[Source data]

——

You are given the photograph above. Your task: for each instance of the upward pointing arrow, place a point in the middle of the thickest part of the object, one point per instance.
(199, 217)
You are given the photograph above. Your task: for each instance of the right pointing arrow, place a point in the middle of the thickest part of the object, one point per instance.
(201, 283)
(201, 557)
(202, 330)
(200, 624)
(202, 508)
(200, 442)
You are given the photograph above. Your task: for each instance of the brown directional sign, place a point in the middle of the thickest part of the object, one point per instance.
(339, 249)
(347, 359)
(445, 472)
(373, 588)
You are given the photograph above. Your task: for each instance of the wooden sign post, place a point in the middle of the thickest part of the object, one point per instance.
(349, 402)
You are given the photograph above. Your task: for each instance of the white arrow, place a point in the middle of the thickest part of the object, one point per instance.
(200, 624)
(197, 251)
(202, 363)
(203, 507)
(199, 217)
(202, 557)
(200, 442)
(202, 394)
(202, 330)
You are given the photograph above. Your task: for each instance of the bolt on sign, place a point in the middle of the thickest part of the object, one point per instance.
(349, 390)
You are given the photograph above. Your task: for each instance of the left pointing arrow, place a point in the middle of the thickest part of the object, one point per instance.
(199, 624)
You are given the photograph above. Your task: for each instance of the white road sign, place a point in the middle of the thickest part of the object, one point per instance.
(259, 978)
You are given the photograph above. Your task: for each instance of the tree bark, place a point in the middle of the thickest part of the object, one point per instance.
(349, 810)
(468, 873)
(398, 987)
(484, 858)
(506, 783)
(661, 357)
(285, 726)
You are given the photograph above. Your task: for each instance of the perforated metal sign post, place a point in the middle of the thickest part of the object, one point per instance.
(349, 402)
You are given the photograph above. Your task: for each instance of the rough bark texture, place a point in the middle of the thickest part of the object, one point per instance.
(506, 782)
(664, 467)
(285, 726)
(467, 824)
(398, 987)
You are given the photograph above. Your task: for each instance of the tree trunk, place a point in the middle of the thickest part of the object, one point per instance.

——

WHAT TO PRODUCE -> Reproduce word for word the rows from the line containing "of the perforated" through the last row above, including both ends.

SOLUTION TO THE EXERCISE ->
You are given the photograph above. Your task: for each instance of the perforated metal sign post, place a point in the middle of the thickest part of the object, one point per instance.
(349, 402)
You are given the photograph above. Your task: for each instance of the rough bark texture, place a point in the middle of the thickest part of the object, one point per instance.
(506, 782)
(664, 467)
(285, 726)
(467, 824)
(398, 987)
You are given the photograph above. Your task: for each instance of the tree trunk, place a point in the middle of the thickest part of the object, one point per instance.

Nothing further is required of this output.